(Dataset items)
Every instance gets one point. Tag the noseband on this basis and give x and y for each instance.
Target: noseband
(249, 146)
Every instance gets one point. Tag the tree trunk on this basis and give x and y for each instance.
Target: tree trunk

PROBLEM TO SOLVE:
Each line from the one containing "Every instance gets one point. Tag the tree" through the last line of the entries above is to be returned exactly, and no others.

EXERCISE ANSWER:
Every instance gets one point. Tag the tree trunk on this basis and give x and y for each instance.
Target: tree trunk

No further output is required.